» **Task inputs**:
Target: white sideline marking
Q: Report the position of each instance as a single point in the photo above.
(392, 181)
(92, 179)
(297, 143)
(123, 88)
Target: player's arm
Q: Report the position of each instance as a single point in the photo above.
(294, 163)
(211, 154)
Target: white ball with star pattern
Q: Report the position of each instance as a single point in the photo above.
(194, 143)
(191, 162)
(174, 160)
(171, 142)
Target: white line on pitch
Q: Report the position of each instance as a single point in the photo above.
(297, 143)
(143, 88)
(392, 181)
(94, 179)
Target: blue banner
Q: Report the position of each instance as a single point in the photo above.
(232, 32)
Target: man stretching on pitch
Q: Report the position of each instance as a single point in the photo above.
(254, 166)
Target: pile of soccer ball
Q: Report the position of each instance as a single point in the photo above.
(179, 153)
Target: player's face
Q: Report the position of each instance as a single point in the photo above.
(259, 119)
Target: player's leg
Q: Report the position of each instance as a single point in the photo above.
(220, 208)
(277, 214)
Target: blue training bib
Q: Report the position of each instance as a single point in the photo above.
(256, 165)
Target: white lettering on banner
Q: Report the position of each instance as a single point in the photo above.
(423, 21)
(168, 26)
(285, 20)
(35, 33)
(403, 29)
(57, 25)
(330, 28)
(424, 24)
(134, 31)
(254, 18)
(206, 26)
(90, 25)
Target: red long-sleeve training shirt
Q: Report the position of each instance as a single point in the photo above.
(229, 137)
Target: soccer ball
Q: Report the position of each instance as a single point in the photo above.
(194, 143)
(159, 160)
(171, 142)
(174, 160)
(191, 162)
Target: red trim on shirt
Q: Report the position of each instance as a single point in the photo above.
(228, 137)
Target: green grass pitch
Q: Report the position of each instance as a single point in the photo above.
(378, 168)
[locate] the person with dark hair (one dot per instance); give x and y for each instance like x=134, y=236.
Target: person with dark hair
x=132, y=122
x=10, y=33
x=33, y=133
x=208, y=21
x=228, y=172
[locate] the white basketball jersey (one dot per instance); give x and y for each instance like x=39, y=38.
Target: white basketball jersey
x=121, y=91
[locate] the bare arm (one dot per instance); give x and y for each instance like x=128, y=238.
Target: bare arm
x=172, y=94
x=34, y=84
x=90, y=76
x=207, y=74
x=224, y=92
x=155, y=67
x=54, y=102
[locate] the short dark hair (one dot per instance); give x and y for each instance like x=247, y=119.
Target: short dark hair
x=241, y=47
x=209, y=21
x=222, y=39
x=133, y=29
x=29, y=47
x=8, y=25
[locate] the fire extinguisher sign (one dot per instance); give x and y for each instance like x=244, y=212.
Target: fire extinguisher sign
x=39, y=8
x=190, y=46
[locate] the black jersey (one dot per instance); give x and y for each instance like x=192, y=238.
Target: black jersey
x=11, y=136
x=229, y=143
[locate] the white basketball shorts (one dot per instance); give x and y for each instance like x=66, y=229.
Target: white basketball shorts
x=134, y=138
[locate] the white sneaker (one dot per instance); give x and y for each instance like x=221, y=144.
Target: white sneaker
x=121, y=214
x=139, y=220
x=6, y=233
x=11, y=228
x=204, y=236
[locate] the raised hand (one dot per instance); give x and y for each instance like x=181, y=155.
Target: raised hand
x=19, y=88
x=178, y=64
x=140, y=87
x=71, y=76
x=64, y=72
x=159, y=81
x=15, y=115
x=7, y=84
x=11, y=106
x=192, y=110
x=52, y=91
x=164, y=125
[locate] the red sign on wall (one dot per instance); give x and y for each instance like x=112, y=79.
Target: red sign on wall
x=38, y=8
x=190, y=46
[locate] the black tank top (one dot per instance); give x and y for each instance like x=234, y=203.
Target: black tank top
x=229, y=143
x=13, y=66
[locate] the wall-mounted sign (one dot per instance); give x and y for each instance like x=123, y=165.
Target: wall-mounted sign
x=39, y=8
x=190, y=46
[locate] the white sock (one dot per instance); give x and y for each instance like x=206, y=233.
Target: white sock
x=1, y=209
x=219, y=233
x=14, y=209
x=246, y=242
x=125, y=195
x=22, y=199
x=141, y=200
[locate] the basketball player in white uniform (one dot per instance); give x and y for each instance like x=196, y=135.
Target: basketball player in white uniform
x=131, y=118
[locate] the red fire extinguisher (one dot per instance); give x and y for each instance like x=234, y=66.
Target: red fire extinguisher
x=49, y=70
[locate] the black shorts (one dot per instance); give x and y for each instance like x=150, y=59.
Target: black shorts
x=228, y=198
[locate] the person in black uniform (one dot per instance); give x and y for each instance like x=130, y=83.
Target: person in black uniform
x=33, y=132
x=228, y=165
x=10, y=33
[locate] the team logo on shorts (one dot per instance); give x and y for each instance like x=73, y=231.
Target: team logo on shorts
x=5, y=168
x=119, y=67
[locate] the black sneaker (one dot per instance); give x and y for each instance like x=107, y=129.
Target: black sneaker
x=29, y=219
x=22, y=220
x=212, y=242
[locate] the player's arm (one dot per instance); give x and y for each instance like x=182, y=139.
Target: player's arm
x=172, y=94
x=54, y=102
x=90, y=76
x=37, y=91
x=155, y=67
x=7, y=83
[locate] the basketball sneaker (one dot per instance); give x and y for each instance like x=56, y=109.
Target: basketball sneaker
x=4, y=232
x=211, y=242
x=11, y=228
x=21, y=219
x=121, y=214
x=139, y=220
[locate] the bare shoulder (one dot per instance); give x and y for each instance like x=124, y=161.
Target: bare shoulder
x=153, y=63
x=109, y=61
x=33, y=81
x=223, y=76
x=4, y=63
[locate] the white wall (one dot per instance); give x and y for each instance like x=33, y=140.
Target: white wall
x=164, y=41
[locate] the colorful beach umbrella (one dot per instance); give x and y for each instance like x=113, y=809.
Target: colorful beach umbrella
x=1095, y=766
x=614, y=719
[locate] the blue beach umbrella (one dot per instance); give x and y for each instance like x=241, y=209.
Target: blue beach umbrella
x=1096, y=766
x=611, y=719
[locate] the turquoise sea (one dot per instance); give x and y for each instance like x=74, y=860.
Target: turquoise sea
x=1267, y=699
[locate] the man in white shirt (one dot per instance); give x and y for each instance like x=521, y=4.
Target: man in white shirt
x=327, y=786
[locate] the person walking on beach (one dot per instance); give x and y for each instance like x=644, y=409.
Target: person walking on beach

» **Your objective**:
Please repeat the whole listing above, keeping every line exactly as it reads.

» **Output for this task**:
Target: white sideline marking
Q: Report the position of each instance as a single point in the photo above.
(392, 181)
(92, 179)
(297, 143)
(123, 88)
Target: player's arm
Q: Report the position of each instance as a single point in the photo above.
(294, 163)
(211, 154)
Target: white ball with star pattern
Q: Report the position of each instance as a single point in the photo above.
(194, 143)
(191, 162)
(174, 160)
(171, 142)
Target: white line on pitch
Q: Report the position of each instance as a single point in the photo above.
(297, 143)
(143, 88)
(392, 181)
(94, 179)
Target: blue banner
Q: Report the position of each instance as a single point in the photo above.
(232, 32)
Target: man stretching on pitch
Q: Report the position of each instance as a single point in the photo above.
(254, 166)
Target: pile of soccer ball
Q: Report the position of each instance as a single point in the photo above.
(179, 153)
Target: player's face
Q: Report the position of each instance as a single point in the photo above.
(259, 119)
Target: player's leg
Q: Report the position of each instance as a single point in the photo above.
(220, 208)
(277, 214)
Target: blue training bib
Q: Report the position of each instance as a single point in the photo above.
(256, 165)
Target: white lettering on banner
Q: Report the position of each instance as a single point in the photo above.
(423, 21)
(168, 26)
(285, 20)
(35, 33)
(403, 29)
(57, 25)
(330, 28)
(424, 24)
(134, 31)
(254, 18)
(206, 26)
(90, 25)
Target: red long-sleeve training shirt
Q: Report the position of each instance as a single point in the photo above.
(229, 137)
Target: soccer ball
Q: Report the position of each instance as a single point in the photo above.
(194, 143)
(159, 160)
(171, 142)
(174, 160)
(191, 162)
Target: red trim on shirt
Q: Report the position of each instance as a single point in the photo above.
(228, 137)
Target: green grass pitch
Q: Report the position of each instance as a single point in the photo above.
(378, 168)
[locate] the person with dark hair (one dot per instance); give x and y for each instance like x=134, y=236.
Target: person with dark hair
x=132, y=122
x=10, y=33
x=33, y=133
x=208, y=21
x=228, y=172
[locate] the white basketball jersey (one dot per instance); give x and y for each instance like x=39, y=38.
Target: white basketball jersey
x=121, y=91
[locate] the bare arm (one dot per instance); give x and y for each instance like x=128, y=238.
Target: bare arm
x=172, y=94
x=34, y=84
x=90, y=76
x=207, y=74
x=224, y=92
x=155, y=67
x=54, y=102
[locate] the short dark hair (one dot per instance); give x and y for each instance like x=247, y=119.
Target: short dark hair
x=241, y=47
x=209, y=21
x=222, y=39
x=133, y=29
x=29, y=47
x=8, y=25
[locate] the fire extinguisher sign (one dot per instance); give x and y for each instance like x=244, y=212.
Target: fire extinguisher sign
x=39, y=8
x=190, y=46
[locate] the black jersey (one dot per instance); give x and y for each instance like x=192, y=238.
Target: black jersey
x=11, y=136
x=229, y=143
[locate] the white basketball shorts (one dot per instance); give x and y for each instance like x=66, y=229.
Target: white basketball shorts
x=134, y=138
[locate] the white sneaker (one dot per instance); give x and y for each instance like x=221, y=144.
Target: white sneaker
x=121, y=214
x=139, y=220
x=6, y=233
x=11, y=228
x=204, y=236
[locate] the raised hand (one dot per instance); give x and y for each instance like x=181, y=155.
Target: raised hand
x=19, y=88
x=178, y=64
x=140, y=87
x=71, y=76
x=64, y=72
x=159, y=81
x=15, y=115
x=7, y=84
x=11, y=106
x=192, y=110
x=52, y=91
x=164, y=125
[locate] the red sign on wall (one dot per instance); give x and y for each instance like x=112, y=79.
Target: red sign on wall
x=38, y=8
x=190, y=46
[locate] the black tank top (one dot per instance); give x and y for each instance like x=234, y=203.
Target: black tank top
x=229, y=143
x=13, y=66
[locate] the wall-mounted sign (one dot per instance); give x and y for each instance like x=123, y=165.
Target: wall-mounted sign
x=39, y=8
x=190, y=46
[locate] the white sock (one dot per instance); give x and y for each instance like x=206, y=233.
Target: white sock
x=1, y=209
x=219, y=233
x=14, y=209
x=246, y=242
x=125, y=195
x=22, y=199
x=141, y=200
[locate] the basketball player in white uniform (one dot per instance); give x and y for each instance like x=196, y=135.
Target: basketball player in white uniform
x=131, y=118
[locate] the red fire extinguisher (one dot per instance); give x and y for each instance like x=234, y=66.
Target: red fire extinguisher
x=49, y=70
[locate] the black shorts (one dot per instance); give x and y for each instance like x=150, y=59.
Target: black shorts
x=228, y=198
[locate] the person in black uniform (one dot per instance); give x and y for each instance like x=130, y=83.
Target: person in black uniform
x=33, y=132
x=228, y=165
x=10, y=33
[locate] the team logo on shorts (one dot per instance); give x and y for each instance like x=73, y=231.
Target: team logo on shorts
x=5, y=168
x=119, y=67
[locate] the black sneaker (one dot per instance); give x and y for each instance like x=107, y=129.
Target: black sneaker
x=29, y=219
x=22, y=220
x=212, y=242
[locate] the player's arm (one dot per instance); give x and y for each instance like x=182, y=139.
Target: player's arm
x=172, y=94
x=54, y=102
x=90, y=76
x=37, y=91
x=155, y=67
x=7, y=83
[locate] the basketball sneaker (one dot per instance); give x and y for each instance like x=56, y=109.
Target: basketball sneaker
x=4, y=232
x=211, y=242
x=11, y=228
x=21, y=219
x=121, y=214
x=139, y=220
[locate] the bare shoulder (one dot per instance); give x and y for each instance like x=124, y=161.
Target: bare shoulder
x=153, y=63
x=109, y=61
x=33, y=81
x=223, y=76
x=4, y=63
[locate] the white wall (one dot per instance); give x and y for each instance like x=33, y=140.
Target: white wall
x=164, y=41
[locate] the colorful beach umbrella (one dot per instance); give x and y for each instance like x=113, y=809.
Target: colorful beach umbrella
x=1095, y=766
x=614, y=719
[locate] the blue beach umbrella (one dot per instance); give x and y for each instance like x=241, y=209.
Target: blue beach umbrella
x=1096, y=766
x=611, y=719
[locate] the turquoise sea (one dot per instance); give x and y for each instance like x=74, y=860.
Target: turquoise sea
x=1267, y=699
[locate] the man in white shirt (one dot per instance); give x and y for each instance like x=521, y=4.
Target: man in white shirt
x=327, y=786
[locate] the person walking on beach (one dot per instance); give x and y for each instance like x=644, y=409.
Target: person walking on beach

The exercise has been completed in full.